**OBJECTIVE A**. In the court opinion below, what did petitioners put on the building in place of the clapboard siding?
*** SOURCE PASSAGE
Case ID: ad2d_150/html/0937-01.html
Source: Caselaw Access Project
Author: {"author": "Levine, J.", "license": "Public Domain", "url": "https://static.case.law/"}
Date Created: 2024-08-24T03:29:51.129683

In the Matter of Arnold W. Proskin et al., Appellants, v Jean Donovan, as Chairperson of the Town of Colonie Zoning Board of Appeals, et al., Respondents.
   Levine, J.

Appeal from a judgment of the Supreme Court (Travers, J.), entered July 28, 1988 in Albany County, which dismissed petitioners’ application, in a proceeding pursuant to CPLR article 78, to review a determination of respondent Town of Colonie Zoning Board of Appeals finding petitioners in violation of an existing conditional use variance and denying their request for a variance to permit the violation to exist.

In 1984, a use variance was granted for the subject property in the Town of Colonie, Albany County, to permit it to be utilized as a professional law office in a residential zone. The variance was expressly made subject to various conditions, among which were that the variance was of limited duration, expiring August 1, 1994 (condition 13 [h]), and that "[t]he present exterior design and appearance of the building shall not be altered, except as required by ordinary maintenance thereof’ (condition 13 [c]). Subsequently the same year, petitioners entered into a contract to purchase the property for occupancy by the law firm of petitioner Arnold W. Proskin. They applied to respondent Town of Colonie Zoning Board of Appeals (hereinafter the Board) to eliminate the condition limiting the variance to a 10-year duration. The Board treated the request as one for a rehearing of the original application and, upon such, deleted the time limitation, but expressly reconfirmed the remaining conditions.

Petitioners thereafter submitted plans to the town Building Department with an application for a building permit. The plans provided in the alternative that the existing, dilapidated white clapboard siding of the building would be replaced with the identical siding or with white aluminum or vinyl siding similar in form to the clapboard. The plans were approved and a building permit issued. During the course of renovation, however, petitioners, without further application for approval, replaced the clapboard siding with a stone, reddish/brown granite facade. On objections by a community property owners’ association, the Building Department determined that the change violated condition 13 (c) of the variance and ordered it removed. Petitioners appealed to the Board, alternatively seeking an interpretation of condition 13 (c), under which the granite facade would not be considered a change in "the present exterior design or appearance”, or a variance or modification of that condition to permit the change.
******
*** WORKING DATA
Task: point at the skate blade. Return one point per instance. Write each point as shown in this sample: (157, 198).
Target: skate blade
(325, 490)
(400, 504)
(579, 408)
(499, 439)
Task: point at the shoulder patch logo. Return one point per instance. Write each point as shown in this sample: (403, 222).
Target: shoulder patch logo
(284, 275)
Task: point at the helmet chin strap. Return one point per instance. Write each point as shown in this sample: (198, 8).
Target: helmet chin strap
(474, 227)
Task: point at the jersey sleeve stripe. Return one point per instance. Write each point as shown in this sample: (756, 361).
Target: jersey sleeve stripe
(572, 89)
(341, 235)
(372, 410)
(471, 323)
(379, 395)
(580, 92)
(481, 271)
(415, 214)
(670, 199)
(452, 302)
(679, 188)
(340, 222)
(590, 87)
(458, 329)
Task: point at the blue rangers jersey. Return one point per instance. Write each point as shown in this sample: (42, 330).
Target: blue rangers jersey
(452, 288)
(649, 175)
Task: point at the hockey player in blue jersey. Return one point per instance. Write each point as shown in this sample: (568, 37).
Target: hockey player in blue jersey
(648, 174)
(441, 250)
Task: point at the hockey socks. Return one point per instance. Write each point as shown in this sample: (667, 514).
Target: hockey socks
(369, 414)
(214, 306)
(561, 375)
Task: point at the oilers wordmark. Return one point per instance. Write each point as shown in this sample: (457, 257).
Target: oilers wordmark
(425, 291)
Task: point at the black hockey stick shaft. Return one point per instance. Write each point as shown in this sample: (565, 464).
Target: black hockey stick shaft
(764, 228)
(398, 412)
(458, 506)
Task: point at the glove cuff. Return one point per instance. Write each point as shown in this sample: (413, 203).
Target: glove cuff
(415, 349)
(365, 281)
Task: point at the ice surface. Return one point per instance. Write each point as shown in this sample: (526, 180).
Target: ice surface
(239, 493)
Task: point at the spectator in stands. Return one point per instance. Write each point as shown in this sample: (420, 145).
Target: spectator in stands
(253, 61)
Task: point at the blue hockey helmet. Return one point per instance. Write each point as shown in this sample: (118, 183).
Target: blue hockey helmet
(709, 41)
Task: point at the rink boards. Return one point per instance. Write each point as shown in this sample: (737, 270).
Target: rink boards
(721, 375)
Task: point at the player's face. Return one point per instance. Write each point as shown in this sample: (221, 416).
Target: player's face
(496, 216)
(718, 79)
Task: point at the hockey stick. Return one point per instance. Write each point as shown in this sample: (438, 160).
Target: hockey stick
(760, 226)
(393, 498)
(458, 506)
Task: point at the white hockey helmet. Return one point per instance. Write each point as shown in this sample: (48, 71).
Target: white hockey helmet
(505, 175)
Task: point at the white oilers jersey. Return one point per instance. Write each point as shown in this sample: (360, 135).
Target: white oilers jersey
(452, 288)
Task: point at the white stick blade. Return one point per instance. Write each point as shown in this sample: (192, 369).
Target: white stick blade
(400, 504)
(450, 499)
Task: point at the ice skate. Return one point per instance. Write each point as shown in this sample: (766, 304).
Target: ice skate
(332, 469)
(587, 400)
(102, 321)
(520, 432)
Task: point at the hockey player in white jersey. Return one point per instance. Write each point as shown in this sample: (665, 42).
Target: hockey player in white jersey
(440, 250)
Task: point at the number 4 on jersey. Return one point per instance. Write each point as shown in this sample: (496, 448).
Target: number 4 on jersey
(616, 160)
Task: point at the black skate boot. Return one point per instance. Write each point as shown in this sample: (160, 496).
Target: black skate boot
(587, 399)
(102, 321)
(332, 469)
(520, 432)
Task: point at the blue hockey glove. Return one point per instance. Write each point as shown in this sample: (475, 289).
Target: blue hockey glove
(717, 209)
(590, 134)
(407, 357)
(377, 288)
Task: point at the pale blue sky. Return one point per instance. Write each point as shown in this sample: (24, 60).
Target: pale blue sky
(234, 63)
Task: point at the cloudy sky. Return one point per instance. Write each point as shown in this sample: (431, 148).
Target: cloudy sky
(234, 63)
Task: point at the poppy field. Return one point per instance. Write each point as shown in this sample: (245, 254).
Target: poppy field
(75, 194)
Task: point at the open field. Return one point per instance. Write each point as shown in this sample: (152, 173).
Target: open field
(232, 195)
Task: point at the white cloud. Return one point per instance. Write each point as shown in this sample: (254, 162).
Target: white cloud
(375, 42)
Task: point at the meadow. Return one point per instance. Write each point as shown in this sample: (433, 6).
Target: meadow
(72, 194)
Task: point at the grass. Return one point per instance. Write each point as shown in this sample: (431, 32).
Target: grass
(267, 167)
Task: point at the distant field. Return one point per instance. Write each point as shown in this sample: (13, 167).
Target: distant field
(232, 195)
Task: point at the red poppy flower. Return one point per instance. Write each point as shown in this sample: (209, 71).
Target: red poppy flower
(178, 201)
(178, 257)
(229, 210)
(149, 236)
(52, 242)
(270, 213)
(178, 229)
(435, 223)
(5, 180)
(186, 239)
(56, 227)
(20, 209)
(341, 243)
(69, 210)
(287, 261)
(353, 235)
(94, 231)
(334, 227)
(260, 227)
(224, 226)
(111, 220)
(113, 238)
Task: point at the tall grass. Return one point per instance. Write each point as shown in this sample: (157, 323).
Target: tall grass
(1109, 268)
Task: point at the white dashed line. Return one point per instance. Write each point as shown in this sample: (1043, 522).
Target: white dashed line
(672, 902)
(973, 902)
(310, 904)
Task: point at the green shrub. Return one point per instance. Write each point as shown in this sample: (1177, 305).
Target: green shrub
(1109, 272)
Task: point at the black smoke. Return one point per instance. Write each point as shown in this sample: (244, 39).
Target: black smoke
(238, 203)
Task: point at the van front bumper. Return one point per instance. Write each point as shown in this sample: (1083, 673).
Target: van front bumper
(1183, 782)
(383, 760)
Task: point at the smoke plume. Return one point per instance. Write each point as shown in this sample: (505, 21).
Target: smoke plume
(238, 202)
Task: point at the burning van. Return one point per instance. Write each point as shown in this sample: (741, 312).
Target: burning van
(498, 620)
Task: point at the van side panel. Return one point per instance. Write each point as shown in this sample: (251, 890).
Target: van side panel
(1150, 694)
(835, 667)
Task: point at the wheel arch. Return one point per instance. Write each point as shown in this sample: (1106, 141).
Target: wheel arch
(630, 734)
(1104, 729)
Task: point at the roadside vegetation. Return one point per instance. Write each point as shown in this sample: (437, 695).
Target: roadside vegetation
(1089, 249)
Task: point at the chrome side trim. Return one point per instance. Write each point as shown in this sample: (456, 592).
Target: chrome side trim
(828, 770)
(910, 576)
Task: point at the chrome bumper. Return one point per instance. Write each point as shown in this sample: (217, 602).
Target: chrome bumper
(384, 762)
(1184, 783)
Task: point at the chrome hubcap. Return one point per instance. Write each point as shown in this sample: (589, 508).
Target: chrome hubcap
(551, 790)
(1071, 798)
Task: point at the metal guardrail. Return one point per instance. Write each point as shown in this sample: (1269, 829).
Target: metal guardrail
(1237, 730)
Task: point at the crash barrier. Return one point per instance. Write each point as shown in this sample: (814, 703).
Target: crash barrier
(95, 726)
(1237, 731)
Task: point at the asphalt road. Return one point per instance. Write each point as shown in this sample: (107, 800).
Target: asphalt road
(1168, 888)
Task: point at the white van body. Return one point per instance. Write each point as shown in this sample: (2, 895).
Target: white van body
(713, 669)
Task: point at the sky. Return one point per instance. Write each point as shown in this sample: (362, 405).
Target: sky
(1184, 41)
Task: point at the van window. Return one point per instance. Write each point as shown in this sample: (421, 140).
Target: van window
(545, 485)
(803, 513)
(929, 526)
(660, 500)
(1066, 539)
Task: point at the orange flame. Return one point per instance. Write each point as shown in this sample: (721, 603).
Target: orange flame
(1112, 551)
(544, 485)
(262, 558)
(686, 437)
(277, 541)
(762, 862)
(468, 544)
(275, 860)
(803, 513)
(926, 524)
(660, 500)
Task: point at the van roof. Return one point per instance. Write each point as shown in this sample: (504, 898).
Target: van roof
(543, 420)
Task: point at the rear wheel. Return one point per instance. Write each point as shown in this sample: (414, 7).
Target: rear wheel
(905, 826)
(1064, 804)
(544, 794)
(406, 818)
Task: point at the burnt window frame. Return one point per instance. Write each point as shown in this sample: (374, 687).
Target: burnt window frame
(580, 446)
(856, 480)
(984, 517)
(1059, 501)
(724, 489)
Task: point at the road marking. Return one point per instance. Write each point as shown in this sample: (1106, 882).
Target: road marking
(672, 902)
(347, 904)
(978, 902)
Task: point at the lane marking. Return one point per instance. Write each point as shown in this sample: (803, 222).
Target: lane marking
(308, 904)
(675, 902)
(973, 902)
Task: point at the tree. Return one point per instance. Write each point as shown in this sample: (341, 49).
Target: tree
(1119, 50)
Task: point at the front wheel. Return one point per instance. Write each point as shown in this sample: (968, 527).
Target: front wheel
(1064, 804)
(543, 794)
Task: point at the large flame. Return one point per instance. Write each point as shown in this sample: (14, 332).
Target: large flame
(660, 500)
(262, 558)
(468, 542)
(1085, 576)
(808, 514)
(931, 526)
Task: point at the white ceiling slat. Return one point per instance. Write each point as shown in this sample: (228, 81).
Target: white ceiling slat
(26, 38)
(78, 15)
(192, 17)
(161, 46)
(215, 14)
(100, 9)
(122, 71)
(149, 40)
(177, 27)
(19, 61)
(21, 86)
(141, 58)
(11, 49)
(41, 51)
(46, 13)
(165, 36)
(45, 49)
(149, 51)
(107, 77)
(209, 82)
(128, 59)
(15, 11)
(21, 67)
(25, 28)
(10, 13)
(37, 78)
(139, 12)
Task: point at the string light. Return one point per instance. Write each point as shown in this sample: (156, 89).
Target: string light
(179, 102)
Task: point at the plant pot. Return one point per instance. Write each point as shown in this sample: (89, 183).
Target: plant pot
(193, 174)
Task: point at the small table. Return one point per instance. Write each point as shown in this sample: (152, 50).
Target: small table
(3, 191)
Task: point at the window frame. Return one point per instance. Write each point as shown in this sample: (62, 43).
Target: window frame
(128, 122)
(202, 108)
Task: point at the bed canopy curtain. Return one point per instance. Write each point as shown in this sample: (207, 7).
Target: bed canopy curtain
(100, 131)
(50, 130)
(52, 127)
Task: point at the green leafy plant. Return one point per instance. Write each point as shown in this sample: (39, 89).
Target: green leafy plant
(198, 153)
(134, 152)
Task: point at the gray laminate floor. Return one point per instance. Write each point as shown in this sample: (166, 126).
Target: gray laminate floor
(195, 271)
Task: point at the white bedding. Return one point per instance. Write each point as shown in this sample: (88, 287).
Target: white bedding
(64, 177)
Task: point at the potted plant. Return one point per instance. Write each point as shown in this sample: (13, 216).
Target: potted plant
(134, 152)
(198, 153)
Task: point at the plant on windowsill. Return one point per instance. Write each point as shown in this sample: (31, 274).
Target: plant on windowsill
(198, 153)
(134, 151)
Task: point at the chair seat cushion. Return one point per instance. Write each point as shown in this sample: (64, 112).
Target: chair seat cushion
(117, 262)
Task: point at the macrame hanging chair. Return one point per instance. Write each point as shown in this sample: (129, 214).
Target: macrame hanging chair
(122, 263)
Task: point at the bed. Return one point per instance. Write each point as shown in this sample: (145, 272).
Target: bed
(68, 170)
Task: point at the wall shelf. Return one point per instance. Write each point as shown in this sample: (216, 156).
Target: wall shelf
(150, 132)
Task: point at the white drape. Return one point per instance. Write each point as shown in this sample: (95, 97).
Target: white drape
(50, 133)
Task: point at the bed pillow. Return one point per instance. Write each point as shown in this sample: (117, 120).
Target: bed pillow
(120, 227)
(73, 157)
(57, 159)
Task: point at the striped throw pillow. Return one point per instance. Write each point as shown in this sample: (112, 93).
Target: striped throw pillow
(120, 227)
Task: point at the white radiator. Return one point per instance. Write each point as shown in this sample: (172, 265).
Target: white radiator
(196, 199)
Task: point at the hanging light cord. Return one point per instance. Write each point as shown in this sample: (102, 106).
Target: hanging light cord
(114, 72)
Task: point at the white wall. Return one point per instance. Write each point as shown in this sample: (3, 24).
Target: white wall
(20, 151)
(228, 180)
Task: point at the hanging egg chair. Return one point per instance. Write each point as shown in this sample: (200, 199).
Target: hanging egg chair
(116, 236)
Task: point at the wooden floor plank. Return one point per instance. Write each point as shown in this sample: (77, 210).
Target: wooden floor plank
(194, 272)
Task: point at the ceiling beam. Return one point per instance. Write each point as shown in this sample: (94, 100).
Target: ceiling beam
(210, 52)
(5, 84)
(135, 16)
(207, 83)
******
**OBJECTIVE B**. Reproduce the listing from the line with "Task: point at the striped" through the end of the listing, swapping "white" for "gray" and keeping everything else the same.

**EXERCISE RESPONSE A**. A stone, reddish/brown granite facade.

**EXERCISE RESPONSE B**.
Task: point at the striped throw pillow. Return one point per instance. Write each point as shown in this sample: (112, 93).
Target: striped throw pillow
(120, 227)
Task: point at the gray radiator. Return one point per instance. Write each point as shown in this sample: (172, 265).
Target: gray radiator
(196, 199)
Task: point at the hanging light cord. Return one point per instance. Write each point as shown in this sample: (102, 106).
Target: hanging light cord
(114, 72)
Task: point at the gray wall. Return one point per instance. Write each point as shown in this sample: (3, 24).
Target: gray wall
(20, 151)
(228, 180)
Task: point at the hanging egg chair. Return one point per instance. Write each point as shown in this sample: (200, 199).
Target: hanging egg chair
(116, 236)
Task: point at the wooden floor plank. Return one point per instance. Write each point as shown in this sample: (77, 210).
Target: wooden floor plank
(194, 272)
Task: point at the ceiling beam. Return one point per instance. Write each point as shown in this sample: (94, 100).
Target: ceiling beam
(210, 52)
(5, 84)
(135, 16)
(207, 83)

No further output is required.